_PROBLEM DETAILS_
Convert all of the material below into a two-column CSV with the columns request and answer, one row per request. Put the request text and its answer each in a single quoted field, with line breaks replaced by spaces.

_RECORDS FOR THE EXERCISE_
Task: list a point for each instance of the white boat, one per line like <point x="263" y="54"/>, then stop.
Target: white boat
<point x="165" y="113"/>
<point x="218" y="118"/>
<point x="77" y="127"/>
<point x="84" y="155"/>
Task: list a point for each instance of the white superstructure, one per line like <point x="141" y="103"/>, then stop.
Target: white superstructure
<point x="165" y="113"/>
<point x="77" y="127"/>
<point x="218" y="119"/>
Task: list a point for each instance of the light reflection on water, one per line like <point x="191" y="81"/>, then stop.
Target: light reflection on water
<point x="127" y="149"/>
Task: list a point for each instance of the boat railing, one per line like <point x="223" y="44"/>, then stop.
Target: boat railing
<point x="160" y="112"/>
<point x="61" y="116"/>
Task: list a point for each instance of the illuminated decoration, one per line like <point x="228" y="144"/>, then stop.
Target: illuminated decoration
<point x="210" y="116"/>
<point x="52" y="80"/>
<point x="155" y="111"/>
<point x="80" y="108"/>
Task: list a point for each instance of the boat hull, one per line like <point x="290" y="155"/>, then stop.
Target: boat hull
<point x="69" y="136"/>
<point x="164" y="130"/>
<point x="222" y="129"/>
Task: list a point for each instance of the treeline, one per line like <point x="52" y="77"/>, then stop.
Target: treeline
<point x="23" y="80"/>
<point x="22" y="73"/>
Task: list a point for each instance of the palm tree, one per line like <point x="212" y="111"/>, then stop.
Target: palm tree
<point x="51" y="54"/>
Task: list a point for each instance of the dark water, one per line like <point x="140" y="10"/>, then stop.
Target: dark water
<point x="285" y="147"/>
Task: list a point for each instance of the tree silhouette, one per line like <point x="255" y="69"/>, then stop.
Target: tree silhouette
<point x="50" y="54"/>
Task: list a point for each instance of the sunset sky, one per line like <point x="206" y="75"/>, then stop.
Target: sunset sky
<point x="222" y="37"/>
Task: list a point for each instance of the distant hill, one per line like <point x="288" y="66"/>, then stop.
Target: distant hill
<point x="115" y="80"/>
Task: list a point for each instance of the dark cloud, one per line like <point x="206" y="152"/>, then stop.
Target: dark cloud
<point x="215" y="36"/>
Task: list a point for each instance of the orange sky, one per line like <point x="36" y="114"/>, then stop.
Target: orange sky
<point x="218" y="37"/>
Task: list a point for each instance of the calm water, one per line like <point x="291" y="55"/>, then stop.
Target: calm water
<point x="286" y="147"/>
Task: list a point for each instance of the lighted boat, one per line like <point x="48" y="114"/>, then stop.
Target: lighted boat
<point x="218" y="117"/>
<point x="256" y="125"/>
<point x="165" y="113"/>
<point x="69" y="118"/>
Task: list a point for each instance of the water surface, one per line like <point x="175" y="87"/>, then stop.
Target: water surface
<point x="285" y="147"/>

_REPLY TO THE TASK_
request,answer
"Task: list a point for each instance of the white boat, one per line like <point x=""263"" y=""54""/>, then stop. Target: white boat","<point x=""165"" y=""113""/> <point x=""218"" y=""118""/> <point x=""77"" y=""127""/> <point x=""84"" y=""155""/>"
"Task: list a point for each instance of the white superstructure, one per line like <point x=""141"" y=""103""/>, then stop. Target: white superstructure","<point x=""165"" y=""113""/> <point x=""77"" y=""127""/> <point x=""218"" y=""119""/>"
"Task: list a point for each instance of the light reflection on water, one per line like <point x=""191"" y=""81""/>, then stop. Target: light reflection on water","<point x=""127"" y=""149""/>"
"Task: list a point for each instance of the boat railing, one per line like <point x=""223"" y=""44""/>, then stop. Target: boat railing","<point x=""160"" y=""112""/> <point x=""61"" y=""116""/>"
"Task: list a point for each instance of the illuminated decoration, one per line like <point x=""228"" y=""144""/>, then stop. Target: illuminated decoration","<point x=""210"" y=""116""/> <point x=""52"" y=""80""/> <point x=""155"" y=""111""/> <point x=""80"" y=""108""/>"
"Task: list a point for each instance of the boat hull, one per line like <point x=""290"" y=""155""/>, then stop. Target: boat hull","<point x=""69"" y=""136""/> <point x=""164"" y=""130""/> <point x=""222"" y=""129""/>"
"Task: list a point for each instance of the treeline, one per line like <point x=""52"" y=""77""/>, then stop. Target: treeline","<point x=""23"" y=""80""/> <point x=""22"" y=""73""/>"
"Task: list a point for each instance of the palm tree, one per line like <point x=""212"" y=""111""/>, then stop. Target: palm tree","<point x=""51"" y=""54""/>"
"Task: list a point for each instance of the dark water, one per line like <point x=""140"" y=""10""/>, then stop. Target: dark water","<point x=""285"" y=""147""/>"
"Task: list a point for each instance of the tree silhouette, one per line like <point x=""255"" y=""69""/>, then stop. Target: tree silhouette","<point x=""50"" y=""54""/>"
"Task: list a point for each instance of the sunset sky, one per line like <point x=""206"" y=""75""/>, then stop. Target: sunset sky","<point x=""222"" y=""37""/>"
"Task: list a point for each instance of the distant hill, one per line like <point x=""288"" y=""66""/>, then stop. Target: distant hill","<point x=""115"" y=""80""/>"
"Task: list a point for each instance of the dark cloud, one per line like <point x=""206"" y=""152""/>, then stop. Target: dark cloud","<point x=""215"" y=""36""/>"
"Task: list a point for each instance of the orange sky, one per line like <point x=""36"" y=""114""/>, then stop. Target: orange sky","<point x=""218"" y=""37""/>"
"Task: list a point for each instance of the calm water, one per line like <point x=""291"" y=""55""/>, then stop. Target: calm water","<point x=""286"" y=""147""/>"
"Task: list a point for each instance of the lighted boat, one per line like <point x=""48"" y=""114""/>, then stop. Target: lighted boat","<point x=""218"" y=""117""/> <point x=""256"" y=""125""/> <point x=""165"" y=""113""/> <point x=""69"" y=""118""/>"
"Task: list a point for each instance of the water surface, one per line like <point x=""175"" y=""87""/>, then stop. Target: water surface","<point x=""285"" y=""147""/>"